» **Brano del documento**
============

Fenomenale poi la fiaba per bambini irrequieti in cui l’eterna lotta tra lupo ed Agnelli (intesi come famiglia) viene risolta dall’arrivo di colombi a stelle e strisce che ricoprono di guano il mondo pretendendo di esportare il loro… concime democratico.
Ma siamo immersi nella “Società dello spettacolo”, dove tutto diventa maschera, persino il presidente ucraino Zelenskij che interviene spesso in TV.
Per fortuna che ci sono le amate canzoni a risollevarci il morale, dal compianto Gianmaria Testa agli immortali Jannacci e Lucio Battisti, pur sempre rivisitati dal nostro protagonista con un magnifico senso del paradosso, oltre che dell’interpretazione accurata e affezionata.
Insomma, a cosa abbiamo assistito alla fine? Un teatro d'emergenza o di rianimazione, oppure un “delirio organizzato”, come il titolo di un suo precedente show?
Comunque un teatro di domande su di sé e su di noi: "Giocando con l'illusione di mettermi sul palco - o su ciò che useremo come tale per bisogno o necessità afferma l’artista - sia come attore, sia come personaggio e come persona, rievoco i miei sogni lucidi, fatti di storie che aiutano a resistere, storie di artisti che per fortuna ho realmente incontrato nella mia vita. I maestri Jannacci, Gaber, De André, Fo e persino il fantasma della Callas; i comici del Derby e altri sconosciuti. Con l'aiuto dei miei amici saltimbanchi, parlo di queste personalità fantasmagoriche e poetiche, non controllabili da nessun piccolo o grande fratello che con le loro narrazioni portano conforto, idee per lottare e speranza. Tutto qui. Senza osare più del dovuto nelle imitazioni e nelle parodie, giocando al contrario con le massicce dosi di visionarietà che la favola contiene di suo. Vorrei fare qualcosa che dia al mio essere chiamato comico una via di fuga verso un teatro sociale, nella poesia del buffo e della magia. Roba minima. Tanto per alzare le difese immunitarie del pubblico presente... o meno".

============

» **Elenco dati**
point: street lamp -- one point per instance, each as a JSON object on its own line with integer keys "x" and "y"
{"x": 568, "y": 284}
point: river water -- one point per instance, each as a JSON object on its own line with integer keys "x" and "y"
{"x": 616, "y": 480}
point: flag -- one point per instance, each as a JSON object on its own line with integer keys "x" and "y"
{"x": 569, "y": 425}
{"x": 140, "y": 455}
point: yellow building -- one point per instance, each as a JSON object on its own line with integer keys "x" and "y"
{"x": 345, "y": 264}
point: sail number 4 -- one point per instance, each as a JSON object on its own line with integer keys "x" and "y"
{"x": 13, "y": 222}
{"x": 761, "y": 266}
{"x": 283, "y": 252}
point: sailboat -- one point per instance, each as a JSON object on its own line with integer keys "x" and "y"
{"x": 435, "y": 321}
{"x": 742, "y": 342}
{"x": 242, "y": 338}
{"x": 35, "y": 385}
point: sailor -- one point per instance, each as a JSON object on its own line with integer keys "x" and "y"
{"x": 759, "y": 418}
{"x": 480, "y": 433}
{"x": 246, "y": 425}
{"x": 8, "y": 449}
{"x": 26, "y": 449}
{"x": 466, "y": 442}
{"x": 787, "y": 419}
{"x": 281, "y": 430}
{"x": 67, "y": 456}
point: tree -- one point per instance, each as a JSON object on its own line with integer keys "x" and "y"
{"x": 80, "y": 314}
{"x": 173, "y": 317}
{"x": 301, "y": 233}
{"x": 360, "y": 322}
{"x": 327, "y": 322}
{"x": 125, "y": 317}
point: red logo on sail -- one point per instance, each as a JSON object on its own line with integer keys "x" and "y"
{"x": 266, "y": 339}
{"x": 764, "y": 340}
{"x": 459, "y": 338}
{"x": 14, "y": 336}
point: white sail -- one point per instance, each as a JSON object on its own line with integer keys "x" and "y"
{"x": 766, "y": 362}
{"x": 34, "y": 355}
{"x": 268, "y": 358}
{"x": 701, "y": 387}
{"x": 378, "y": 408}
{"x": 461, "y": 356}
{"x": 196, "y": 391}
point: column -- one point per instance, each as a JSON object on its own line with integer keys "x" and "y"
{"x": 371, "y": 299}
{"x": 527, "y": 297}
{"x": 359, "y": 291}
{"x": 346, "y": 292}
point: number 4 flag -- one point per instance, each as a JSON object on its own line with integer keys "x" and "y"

============

» **Consegna**
Per favore, riscrivi tale e quale, dal brano sullo spettacolo, tutto ciò che va da "Insomma, a cosa" fino a "suo precedente show?". Per svolgere l'esercizio i dati non servono.

» **Soluzione**
Insomma, a cosa abbiamo assistito alla fine? Un teatro d'emergenza o di rianimazione, oppure un “delirio organizzato”, come il titolo di un suo precedente show?